• TEXT BLOCK
Jon Walsh and I climbed Happy Tyroleans IX in the Cairngorms on the last day. The weather was terrible but it was good to climb something a bit more technical at last!
What was your most memorable Scottish winter route/experience?
All of the climbing was quite memorable. I really loved soloing all those routes and glissading down gullies to link them together. I would say that the part that will always stick with me would be questing along the summit plateau of the Ben in whiteout conditions with ski goggles on, searching for the correct gully to slide down. With the rime everywhere, and the blowing snow I felt like I was in some sort of adventure video game, I was loving it.
How were the conditions?
Towards the end of the trip I thought conditions were great! People at the hut told me that most of the ice routes I soloed were 'too thin' but I thought they were fine. Too thin to protect I guess but no problem to climb. The Scottish ice is very soft and pliable and compared to ice in the Canadian Rockies extremely easy to climb - almost always one swing!
In terms of exposure and conditions, how did the climbing compare to routes you have done in Canada and Patagonia, for example?
As I mentioned the ice in Scotland is much friendlier than in Canada, however the weather is much worse than the Rockies where clear skies are fairly normal. The weather in Patagonia can definitely kill you equally fast or even faster than in Scotland, especially in the Patagonian Winter where -20 degree air temps can be coupled with hurricane force wind coming in supercooled from the icecap. The big difference is that when the weather is bad in Patagonia you run away and hide! Whereas in Scotland you actually go climb in the bad weather. So because of that Scotland had the worst weather I had ever enthusiastically gone climbing in. I went through a stint of storm climbing here in Canada while trying to become better prepared for these kind of things, I think it was good practice!
What makes Scottish Winter climbing special, in your opinion?
I found that there was a lot of enthusiasm and great energy surrounding Scottish winter climbing which I thought was amazing! In North America people are generally too wimpy to go out in bad weather and climb snowy rock without bolts. It was so great to see so many people keen on a clearly not 'dummed-down' version of the activity. I met a number of young guys around my age who are just tearing it up out there and totally getting after it, which I basically never see back at home where I feel like a total anomaly. I also found the possibility for enchainments amazing! It is so easy to slide down the gullies and keep doing laps with a 'why stop now?' kind of attitude.

• TO BE DONE
Reproduce the passage of the climbing interview above starting with "What was your" and going on through "were the conditions?".

• DATA ROWS
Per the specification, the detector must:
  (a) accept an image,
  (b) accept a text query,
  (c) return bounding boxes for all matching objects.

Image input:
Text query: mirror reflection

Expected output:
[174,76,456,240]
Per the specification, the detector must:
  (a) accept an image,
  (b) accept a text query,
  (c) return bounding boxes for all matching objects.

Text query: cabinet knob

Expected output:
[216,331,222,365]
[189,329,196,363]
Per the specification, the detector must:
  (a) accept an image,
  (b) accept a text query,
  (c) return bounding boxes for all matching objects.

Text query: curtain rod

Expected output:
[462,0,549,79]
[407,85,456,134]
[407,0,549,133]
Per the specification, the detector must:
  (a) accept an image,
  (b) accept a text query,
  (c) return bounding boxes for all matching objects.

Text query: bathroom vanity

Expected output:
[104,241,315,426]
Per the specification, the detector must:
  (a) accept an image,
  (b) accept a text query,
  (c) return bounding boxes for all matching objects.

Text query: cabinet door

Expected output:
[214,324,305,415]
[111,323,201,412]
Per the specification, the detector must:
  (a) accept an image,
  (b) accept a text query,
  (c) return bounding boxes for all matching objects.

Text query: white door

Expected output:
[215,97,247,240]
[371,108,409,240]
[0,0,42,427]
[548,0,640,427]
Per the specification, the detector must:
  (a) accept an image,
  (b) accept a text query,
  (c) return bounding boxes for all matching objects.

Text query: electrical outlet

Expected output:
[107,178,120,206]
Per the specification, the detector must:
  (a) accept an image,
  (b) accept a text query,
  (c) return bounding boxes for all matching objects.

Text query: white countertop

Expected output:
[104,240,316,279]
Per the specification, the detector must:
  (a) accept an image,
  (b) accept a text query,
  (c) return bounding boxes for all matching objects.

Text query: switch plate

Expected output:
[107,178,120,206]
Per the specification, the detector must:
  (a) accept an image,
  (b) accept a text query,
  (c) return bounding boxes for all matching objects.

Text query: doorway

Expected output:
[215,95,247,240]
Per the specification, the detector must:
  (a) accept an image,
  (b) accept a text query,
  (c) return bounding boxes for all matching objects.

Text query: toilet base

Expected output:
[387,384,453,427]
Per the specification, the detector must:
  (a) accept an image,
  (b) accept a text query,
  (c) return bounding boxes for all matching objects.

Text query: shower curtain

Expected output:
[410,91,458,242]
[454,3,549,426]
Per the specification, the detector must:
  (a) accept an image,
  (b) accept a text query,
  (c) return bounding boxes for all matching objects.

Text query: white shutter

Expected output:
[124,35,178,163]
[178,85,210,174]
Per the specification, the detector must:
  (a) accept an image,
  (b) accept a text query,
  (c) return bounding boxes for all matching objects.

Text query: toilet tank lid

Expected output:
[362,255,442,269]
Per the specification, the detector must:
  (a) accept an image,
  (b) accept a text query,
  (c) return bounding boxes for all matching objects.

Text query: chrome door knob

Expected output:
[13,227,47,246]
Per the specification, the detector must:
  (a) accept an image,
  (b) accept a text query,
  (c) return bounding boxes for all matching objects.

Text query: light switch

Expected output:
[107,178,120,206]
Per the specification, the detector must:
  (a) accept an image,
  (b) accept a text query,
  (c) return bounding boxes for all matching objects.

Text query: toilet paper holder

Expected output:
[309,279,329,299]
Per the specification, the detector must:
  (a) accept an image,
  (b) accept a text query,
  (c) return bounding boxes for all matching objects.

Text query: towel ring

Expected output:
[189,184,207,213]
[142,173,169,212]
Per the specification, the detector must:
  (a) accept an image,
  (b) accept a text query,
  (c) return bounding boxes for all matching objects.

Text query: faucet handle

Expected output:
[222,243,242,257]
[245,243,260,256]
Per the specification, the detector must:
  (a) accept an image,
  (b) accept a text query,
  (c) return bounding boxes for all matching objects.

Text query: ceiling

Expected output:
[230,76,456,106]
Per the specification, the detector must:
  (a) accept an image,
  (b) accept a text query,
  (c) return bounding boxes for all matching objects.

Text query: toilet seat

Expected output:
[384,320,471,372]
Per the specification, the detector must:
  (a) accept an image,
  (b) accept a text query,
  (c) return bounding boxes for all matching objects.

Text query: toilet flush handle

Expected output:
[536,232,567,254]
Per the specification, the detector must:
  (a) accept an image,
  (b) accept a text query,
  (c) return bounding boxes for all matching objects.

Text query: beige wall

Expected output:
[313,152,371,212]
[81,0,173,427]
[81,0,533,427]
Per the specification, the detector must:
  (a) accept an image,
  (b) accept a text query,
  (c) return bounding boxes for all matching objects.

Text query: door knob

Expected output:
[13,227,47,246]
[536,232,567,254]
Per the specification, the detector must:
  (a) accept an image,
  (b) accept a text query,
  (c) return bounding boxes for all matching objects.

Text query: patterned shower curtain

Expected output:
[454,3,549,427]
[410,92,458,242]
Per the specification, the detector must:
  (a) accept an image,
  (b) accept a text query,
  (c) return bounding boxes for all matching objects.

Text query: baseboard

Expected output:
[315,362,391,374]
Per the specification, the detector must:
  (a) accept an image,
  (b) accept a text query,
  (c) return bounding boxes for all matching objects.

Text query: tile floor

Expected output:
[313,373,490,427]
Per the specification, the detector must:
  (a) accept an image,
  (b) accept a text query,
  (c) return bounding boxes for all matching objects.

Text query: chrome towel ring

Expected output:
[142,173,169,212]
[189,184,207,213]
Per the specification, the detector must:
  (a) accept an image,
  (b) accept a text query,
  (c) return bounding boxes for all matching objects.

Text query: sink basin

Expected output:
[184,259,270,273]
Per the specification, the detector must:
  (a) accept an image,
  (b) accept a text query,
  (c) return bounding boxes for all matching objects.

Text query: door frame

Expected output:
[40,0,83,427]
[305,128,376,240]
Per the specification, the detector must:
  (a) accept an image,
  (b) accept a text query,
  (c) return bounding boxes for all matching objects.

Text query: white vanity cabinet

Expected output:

• SOLUTION TO THIS EXERCISE
What was your most memorable Scottish winter route/experience?
All of the climbing was quite memorable. I really loved soloing all those routes and glissading down gullies to link them together. I would say that the part that will always stick with me would be questing along the summit plateau of the Ben in whiteout conditions with ski goggles on, searching for the correct gully to slide down. With the rime everywhere, and the blowing snow I felt like I was in some sort of adventure video game, I was loving it.
How were the conditions?